(Stored data entries)
++++++++

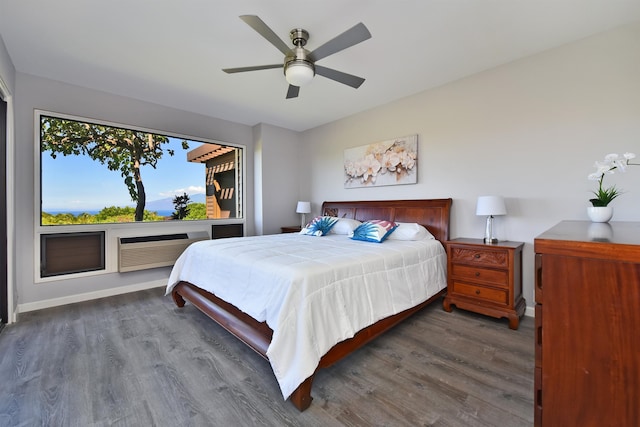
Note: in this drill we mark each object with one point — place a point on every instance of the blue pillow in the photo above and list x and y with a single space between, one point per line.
319 226
373 231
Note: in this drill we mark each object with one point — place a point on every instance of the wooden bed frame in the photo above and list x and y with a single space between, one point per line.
432 213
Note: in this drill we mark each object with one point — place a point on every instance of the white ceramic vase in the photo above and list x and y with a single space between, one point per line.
600 213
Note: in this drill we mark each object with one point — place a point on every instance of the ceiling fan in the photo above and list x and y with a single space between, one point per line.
300 64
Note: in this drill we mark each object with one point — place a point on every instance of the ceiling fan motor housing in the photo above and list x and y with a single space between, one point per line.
299 37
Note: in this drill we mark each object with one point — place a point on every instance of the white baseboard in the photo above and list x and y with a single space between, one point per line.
55 302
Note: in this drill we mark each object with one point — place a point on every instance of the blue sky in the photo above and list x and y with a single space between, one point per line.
74 183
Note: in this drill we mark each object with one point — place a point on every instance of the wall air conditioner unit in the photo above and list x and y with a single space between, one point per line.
143 252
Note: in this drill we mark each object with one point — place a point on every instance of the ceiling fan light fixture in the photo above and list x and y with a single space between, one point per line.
299 73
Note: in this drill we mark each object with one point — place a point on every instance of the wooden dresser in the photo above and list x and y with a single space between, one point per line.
485 278
587 360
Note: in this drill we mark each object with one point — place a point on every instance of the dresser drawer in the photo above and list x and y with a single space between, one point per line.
474 274
480 256
480 292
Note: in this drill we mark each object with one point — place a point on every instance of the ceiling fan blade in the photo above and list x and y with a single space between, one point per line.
356 34
339 76
258 24
293 91
254 68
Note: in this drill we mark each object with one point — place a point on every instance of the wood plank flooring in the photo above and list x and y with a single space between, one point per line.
137 360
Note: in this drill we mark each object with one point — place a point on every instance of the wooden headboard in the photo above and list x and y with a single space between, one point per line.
432 213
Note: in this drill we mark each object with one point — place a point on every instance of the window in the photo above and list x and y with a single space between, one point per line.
92 172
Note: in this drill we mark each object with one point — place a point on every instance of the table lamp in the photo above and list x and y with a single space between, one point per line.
303 208
490 206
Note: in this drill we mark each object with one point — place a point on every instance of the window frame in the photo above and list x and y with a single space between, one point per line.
114 231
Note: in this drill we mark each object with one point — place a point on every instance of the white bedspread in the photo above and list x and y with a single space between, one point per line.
312 291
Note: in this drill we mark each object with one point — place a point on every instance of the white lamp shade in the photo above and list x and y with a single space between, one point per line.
303 207
491 205
299 73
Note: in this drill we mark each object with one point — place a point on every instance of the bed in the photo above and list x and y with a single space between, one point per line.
307 339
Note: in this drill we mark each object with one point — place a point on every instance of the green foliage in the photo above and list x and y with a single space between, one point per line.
109 215
121 150
181 204
604 196
197 211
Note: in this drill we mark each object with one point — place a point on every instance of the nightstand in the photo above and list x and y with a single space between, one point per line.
485 278
293 229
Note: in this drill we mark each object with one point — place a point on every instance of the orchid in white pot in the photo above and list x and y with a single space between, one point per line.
612 162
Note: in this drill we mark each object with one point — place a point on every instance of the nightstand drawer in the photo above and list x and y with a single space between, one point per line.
485 257
480 292
497 277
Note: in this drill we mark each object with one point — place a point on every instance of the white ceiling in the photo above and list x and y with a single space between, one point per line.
171 52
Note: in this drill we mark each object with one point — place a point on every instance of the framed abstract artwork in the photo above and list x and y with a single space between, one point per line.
390 162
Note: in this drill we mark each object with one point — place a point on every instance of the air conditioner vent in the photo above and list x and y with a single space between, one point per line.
143 252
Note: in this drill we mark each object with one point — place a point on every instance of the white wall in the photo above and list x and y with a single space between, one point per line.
7 88
277 188
37 93
529 130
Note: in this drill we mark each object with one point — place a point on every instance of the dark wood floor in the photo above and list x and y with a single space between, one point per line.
137 360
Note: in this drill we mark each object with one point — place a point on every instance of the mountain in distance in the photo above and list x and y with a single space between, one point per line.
167 204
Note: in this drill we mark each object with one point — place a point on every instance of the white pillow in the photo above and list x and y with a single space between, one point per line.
410 231
344 226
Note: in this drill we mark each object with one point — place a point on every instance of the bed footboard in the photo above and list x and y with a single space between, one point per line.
257 335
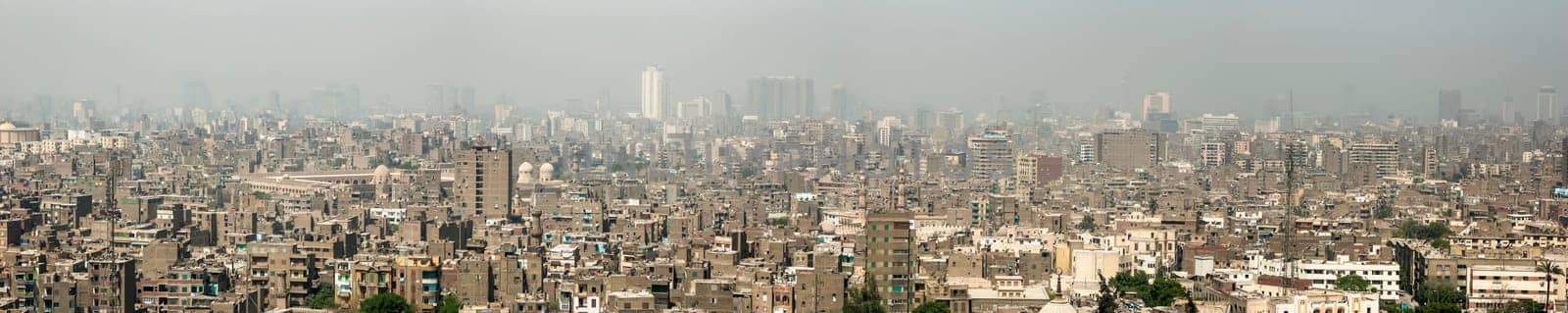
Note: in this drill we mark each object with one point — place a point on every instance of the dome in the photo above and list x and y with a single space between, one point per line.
381 174
1058 305
546 172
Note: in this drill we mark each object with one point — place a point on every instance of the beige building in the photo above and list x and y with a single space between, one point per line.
483 183
1129 148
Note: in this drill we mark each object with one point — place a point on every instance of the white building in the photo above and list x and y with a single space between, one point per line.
1492 287
656 91
1329 300
1382 277
1222 123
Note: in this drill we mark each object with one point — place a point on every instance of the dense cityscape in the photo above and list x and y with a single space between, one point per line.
792 193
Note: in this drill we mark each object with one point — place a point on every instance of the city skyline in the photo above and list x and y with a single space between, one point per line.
1233 57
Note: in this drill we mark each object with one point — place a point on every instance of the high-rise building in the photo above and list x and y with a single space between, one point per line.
196 93
656 91
949 125
841 102
698 107
1384 158
1037 169
723 104
1214 153
1449 104
436 99
781 96
483 182
1546 104
1129 148
992 154
890 257
1222 123
114 285
1156 102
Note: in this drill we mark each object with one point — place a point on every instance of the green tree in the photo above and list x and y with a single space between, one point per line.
1107 299
1523 307
384 304
932 307
1162 292
864 299
1384 211
1087 224
1439 292
321 299
449 304
1352 284
1440 308
1131 281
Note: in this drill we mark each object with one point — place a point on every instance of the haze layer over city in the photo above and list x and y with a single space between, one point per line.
702 156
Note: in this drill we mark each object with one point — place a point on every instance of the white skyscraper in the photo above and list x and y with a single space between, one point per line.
1546 104
656 91
1156 102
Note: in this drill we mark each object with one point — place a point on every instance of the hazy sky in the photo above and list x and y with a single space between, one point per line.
1211 55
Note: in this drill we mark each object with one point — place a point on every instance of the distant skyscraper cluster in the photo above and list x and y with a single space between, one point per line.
1449 102
196 94
1546 104
446 99
656 93
781 96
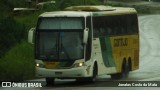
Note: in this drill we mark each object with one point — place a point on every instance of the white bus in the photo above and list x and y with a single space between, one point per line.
86 41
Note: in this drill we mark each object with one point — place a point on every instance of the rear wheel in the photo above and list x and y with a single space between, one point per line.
124 73
50 81
95 70
89 79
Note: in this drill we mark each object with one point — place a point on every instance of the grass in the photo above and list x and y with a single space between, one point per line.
18 63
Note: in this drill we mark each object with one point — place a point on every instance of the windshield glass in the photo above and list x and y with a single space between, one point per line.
60 38
60 45
61 23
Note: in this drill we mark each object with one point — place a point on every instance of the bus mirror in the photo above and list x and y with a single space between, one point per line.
85 35
31 35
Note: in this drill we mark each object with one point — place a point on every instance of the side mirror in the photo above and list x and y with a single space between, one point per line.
31 35
85 35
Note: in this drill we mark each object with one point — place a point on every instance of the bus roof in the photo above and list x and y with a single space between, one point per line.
103 10
84 11
65 14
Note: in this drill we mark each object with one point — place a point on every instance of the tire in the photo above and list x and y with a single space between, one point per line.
123 74
95 70
125 70
89 79
116 76
50 81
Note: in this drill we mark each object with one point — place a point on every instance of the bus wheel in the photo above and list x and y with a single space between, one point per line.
93 78
50 81
125 70
116 76
95 71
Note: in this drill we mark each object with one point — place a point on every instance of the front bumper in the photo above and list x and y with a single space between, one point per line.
63 73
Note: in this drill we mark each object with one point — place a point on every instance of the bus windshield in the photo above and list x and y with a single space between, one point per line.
61 23
60 39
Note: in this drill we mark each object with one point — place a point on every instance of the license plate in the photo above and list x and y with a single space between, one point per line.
51 65
58 73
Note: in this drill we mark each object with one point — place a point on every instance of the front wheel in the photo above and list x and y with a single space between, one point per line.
50 81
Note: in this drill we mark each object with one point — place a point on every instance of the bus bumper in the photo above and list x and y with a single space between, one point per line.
65 73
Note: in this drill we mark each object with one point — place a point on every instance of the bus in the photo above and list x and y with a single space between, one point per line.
83 42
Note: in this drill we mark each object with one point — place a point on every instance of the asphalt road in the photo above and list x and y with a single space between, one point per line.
149 26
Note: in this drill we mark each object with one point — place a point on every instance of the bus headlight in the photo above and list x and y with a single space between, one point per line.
39 65
79 64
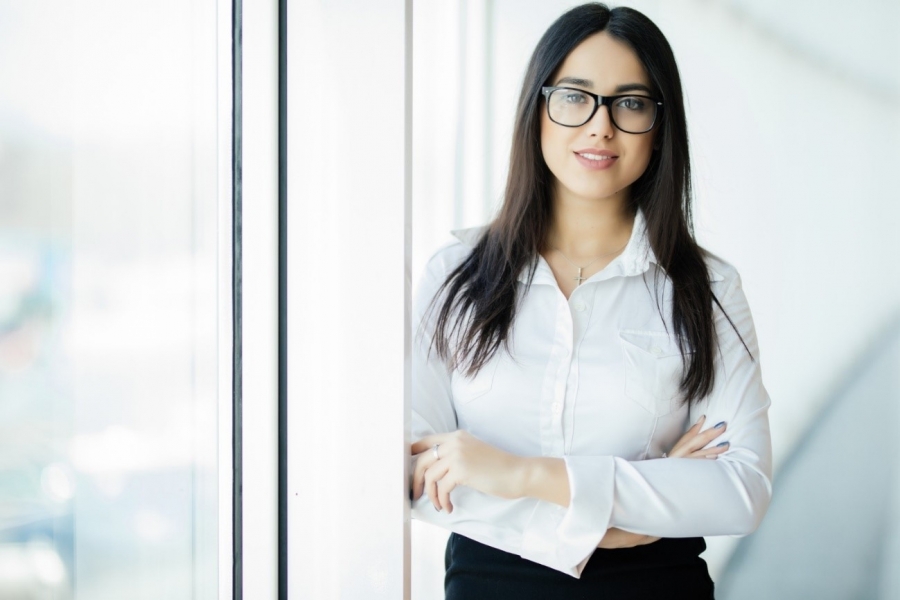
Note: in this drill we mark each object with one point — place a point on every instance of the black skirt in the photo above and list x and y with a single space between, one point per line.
667 568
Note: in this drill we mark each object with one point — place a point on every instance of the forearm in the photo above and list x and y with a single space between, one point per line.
544 478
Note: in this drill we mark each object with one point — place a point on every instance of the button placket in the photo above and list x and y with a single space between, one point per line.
553 405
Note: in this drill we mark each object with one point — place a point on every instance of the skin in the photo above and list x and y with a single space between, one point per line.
589 219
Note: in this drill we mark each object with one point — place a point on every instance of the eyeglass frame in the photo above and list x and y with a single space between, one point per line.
598 101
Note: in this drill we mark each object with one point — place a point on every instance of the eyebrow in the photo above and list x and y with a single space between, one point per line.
625 87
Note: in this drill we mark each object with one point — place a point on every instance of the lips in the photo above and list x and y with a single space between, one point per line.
596 154
596 158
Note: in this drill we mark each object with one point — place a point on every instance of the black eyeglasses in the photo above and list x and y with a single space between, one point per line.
571 107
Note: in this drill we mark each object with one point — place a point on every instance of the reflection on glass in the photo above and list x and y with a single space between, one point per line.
108 300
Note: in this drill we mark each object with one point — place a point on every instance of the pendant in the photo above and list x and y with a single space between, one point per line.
579 279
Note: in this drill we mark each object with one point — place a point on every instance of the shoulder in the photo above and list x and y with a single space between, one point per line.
444 260
723 276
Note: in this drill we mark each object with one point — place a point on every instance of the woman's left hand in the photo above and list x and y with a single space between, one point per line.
465 460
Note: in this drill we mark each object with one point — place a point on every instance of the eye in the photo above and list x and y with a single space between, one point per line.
573 97
632 103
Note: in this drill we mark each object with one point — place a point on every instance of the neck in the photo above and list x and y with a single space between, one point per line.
585 228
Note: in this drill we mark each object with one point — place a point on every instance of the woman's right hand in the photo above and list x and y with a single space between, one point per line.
689 446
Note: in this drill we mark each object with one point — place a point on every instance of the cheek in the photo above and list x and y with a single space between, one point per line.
552 144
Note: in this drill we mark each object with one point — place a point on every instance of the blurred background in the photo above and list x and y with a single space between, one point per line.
795 126
111 230
108 300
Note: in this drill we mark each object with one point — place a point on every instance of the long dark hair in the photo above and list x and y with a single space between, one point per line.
479 297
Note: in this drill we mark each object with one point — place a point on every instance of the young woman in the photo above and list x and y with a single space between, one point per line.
562 350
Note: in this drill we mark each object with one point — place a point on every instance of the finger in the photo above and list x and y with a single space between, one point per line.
423 461
685 439
705 437
432 476
428 442
713 452
698 441
444 487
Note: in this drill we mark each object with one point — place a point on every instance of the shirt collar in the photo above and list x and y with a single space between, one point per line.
634 260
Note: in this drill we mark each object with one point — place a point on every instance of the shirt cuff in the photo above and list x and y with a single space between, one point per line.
565 538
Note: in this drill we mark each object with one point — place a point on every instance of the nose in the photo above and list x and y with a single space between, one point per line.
601 123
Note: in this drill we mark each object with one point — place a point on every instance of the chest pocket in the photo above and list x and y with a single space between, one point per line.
467 389
653 370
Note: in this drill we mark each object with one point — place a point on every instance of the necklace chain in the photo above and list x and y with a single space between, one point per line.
579 278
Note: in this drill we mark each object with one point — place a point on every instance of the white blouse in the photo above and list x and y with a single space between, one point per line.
594 380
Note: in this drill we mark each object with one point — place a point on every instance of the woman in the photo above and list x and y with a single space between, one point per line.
563 349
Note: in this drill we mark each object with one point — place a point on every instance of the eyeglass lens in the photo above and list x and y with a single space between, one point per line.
633 114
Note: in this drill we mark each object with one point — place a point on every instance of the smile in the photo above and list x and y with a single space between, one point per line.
595 156
595 162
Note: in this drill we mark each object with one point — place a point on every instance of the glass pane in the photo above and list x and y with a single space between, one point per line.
108 300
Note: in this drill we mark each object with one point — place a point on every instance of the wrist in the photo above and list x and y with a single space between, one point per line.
544 478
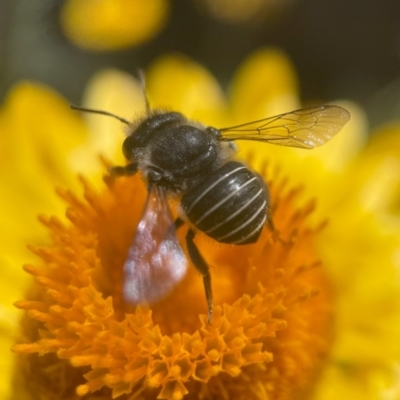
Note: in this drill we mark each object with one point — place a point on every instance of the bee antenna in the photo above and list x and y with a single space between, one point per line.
142 80
101 112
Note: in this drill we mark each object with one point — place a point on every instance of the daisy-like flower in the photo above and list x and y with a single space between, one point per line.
103 25
309 311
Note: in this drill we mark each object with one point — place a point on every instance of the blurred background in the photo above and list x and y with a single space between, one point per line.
341 49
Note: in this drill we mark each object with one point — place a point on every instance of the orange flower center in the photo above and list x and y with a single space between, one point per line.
268 338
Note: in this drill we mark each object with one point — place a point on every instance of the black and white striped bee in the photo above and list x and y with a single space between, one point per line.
218 195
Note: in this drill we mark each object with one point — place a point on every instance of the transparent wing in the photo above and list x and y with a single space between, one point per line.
156 262
306 128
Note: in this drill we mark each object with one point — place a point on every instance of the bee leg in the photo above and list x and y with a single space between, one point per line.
202 267
178 223
129 169
270 221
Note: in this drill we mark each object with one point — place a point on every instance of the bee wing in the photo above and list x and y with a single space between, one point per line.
156 262
306 128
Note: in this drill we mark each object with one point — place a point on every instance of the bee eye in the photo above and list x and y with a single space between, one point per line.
130 143
154 175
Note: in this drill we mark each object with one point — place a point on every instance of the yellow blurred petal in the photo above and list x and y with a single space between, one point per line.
378 177
264 85
112 91
37 131
347 144
178 83
104 25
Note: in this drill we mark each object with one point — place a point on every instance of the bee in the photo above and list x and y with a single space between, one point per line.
218 194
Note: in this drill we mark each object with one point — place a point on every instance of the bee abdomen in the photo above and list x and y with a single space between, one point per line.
230 206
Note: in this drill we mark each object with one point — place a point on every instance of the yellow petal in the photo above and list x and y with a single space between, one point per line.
264 85
178 83
116 92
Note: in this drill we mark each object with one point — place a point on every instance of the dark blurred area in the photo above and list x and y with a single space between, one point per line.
340 48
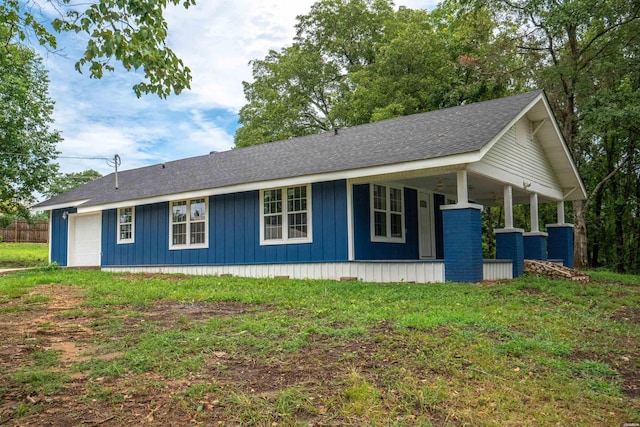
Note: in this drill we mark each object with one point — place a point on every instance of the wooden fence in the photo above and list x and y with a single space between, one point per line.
23 232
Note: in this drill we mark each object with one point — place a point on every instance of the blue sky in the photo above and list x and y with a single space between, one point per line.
216 39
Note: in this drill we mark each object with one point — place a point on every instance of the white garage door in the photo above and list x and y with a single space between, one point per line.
84 240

++++++++

Write down exactly the line with "the wooden fence", then each line after it through the end of the data.

=== Problem solution ===
Note: in this drill we mark each object with one point — place a point on every instance of the wooden fence in the photo above and list x and y with a single space between, one point per line.
23 232
Note: in this drill we mark each object with one point — place a point on every instance of the blue sky in the photo above and list x and y with a single space between, one point per line.
216 39
Note: in this drill we mark each object with one point — place a point on every instance of the white garage door in the photo above and list x and y with a single space between, one point per line.
84 240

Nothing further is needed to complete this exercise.